── TASK DATA

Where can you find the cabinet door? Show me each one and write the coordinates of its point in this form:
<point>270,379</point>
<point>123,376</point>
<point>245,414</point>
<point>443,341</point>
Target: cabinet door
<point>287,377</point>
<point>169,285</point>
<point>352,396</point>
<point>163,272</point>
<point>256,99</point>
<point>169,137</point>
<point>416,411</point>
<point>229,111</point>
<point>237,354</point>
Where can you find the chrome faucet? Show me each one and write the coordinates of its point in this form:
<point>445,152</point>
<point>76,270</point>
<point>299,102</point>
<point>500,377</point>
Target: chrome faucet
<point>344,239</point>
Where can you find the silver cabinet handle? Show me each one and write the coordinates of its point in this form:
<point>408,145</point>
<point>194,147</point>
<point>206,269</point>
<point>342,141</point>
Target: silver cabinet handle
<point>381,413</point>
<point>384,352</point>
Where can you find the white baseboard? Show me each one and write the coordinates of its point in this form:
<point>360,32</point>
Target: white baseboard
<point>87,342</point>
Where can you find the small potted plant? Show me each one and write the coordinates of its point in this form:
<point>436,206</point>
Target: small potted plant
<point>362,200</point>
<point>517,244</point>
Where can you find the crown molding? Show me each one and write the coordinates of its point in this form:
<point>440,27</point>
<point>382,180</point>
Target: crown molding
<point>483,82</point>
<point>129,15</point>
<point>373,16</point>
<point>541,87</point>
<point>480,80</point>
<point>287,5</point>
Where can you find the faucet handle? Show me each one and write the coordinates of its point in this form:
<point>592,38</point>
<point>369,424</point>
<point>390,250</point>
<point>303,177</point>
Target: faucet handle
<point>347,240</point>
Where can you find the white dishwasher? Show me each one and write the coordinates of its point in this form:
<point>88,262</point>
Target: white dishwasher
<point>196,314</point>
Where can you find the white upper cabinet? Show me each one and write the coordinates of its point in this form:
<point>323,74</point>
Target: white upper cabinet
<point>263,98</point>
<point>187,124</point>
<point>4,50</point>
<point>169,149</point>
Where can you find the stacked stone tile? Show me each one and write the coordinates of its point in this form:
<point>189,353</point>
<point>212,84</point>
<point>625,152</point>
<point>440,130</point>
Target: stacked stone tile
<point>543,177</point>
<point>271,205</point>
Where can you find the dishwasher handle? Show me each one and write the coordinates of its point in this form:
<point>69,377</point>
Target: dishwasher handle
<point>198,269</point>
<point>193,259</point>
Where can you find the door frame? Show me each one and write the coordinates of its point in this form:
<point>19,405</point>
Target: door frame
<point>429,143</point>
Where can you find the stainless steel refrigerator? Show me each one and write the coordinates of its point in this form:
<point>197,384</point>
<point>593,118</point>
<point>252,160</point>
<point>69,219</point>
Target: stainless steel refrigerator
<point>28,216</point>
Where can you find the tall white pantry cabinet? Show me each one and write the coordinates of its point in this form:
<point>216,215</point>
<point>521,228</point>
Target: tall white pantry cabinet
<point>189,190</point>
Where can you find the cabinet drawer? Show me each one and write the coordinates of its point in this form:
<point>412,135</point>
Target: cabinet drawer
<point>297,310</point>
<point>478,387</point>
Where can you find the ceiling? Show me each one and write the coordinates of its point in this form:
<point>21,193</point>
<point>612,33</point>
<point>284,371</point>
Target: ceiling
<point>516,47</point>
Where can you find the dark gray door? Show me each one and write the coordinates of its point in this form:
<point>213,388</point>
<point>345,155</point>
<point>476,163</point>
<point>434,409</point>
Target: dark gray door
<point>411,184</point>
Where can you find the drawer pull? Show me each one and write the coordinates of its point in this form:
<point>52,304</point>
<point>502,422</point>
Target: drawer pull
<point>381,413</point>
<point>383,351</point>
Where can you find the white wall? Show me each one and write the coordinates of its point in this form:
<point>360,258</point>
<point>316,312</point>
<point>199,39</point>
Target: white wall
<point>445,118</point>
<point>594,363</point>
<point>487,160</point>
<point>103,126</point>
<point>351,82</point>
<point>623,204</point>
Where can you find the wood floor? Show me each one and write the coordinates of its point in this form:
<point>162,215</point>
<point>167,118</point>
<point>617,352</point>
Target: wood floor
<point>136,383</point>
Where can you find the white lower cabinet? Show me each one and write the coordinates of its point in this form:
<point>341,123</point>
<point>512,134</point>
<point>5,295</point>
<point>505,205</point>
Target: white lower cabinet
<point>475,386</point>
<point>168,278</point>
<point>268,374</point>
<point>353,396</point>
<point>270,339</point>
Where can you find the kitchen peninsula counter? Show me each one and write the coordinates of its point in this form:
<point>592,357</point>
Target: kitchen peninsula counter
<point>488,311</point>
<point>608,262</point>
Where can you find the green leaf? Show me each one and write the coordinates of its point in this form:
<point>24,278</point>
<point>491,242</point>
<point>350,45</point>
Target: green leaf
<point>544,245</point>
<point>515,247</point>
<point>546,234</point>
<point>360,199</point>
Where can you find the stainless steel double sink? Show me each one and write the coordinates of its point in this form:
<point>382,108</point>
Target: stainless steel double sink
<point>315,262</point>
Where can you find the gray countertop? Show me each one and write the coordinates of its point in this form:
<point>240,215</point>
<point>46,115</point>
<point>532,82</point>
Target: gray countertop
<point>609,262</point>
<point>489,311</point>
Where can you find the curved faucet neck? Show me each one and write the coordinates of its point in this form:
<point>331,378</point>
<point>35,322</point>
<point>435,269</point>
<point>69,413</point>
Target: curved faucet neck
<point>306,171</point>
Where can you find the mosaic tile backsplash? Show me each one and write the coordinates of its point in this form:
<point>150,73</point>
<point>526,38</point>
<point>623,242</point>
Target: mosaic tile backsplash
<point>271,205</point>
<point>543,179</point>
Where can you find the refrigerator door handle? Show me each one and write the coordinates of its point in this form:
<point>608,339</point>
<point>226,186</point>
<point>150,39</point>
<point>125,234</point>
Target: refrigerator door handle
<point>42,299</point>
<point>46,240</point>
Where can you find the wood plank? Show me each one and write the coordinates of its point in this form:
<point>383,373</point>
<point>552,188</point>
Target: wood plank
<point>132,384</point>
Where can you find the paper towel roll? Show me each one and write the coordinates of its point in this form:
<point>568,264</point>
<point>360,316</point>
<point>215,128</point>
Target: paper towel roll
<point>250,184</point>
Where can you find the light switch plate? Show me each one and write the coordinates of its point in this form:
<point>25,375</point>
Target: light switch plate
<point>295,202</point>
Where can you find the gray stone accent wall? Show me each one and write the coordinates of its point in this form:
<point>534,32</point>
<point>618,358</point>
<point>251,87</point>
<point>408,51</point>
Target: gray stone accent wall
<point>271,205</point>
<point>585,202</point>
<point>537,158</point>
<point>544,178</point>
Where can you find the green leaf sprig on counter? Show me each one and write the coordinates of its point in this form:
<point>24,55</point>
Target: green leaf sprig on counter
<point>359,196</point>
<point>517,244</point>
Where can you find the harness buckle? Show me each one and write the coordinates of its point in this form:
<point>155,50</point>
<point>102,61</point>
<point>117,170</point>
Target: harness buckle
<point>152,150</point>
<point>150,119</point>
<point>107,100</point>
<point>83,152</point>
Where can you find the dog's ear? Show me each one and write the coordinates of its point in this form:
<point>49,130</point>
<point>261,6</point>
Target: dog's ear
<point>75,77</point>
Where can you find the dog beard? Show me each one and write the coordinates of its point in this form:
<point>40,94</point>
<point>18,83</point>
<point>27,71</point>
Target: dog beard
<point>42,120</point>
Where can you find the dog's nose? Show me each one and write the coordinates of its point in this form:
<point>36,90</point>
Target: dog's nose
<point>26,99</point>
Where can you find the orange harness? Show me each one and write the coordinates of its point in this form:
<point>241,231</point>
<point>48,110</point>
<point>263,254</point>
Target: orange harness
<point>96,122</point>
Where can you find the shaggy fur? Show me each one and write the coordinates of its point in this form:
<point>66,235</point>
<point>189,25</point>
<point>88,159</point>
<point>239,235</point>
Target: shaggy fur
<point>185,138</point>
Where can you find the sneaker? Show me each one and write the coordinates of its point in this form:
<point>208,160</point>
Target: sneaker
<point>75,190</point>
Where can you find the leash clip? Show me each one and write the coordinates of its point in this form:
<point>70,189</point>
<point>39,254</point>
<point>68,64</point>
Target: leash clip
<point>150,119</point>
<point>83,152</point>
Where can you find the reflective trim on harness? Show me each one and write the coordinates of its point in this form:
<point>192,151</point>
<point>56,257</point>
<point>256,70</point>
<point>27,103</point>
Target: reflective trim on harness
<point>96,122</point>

────

*YOUR TASK*
Rename "orange harness" to "red harness" throughout the lines from the line with "Where can you find the dog beard?" up to and including the line with "<point>75,190</point>". Give only those lines back, with nothing else changed.

*TASK SOLUTION*
Where can you find the dog beard? Show me each one and write the coordinates of its point in this form:
<point>40,94</point>
<point>18,83</point>
<point>27,71</point>
Target: dog beard
<point>42,120</point>
Where can you find the dog's nose? Show me each one and write the coordinates of its point in this form:
<point>36,90</point>
Target: dog's nose
<point>26,99</point>
Where can you find the red harness? Show me each one and write the coordinates of its point in this form:
<point>241,231</point>
<point>48,110</point>
<point>263,254</point>
Target: red harness
<point>96,122</point>
Where can you find the shaggy fur? Show me each one and write the coordinates of its point in this form:
<point>66,235</point>
<point>189,25</point>
<point>88,159</point>
<point>239,235</point>
Target: shaggy fur
<point>185,138</point>
Where can you find the sneaker? Show me each one and write the coordinates of its point in this form:
<point>208,160</point>
Target: sneaker
<point>75,190</point>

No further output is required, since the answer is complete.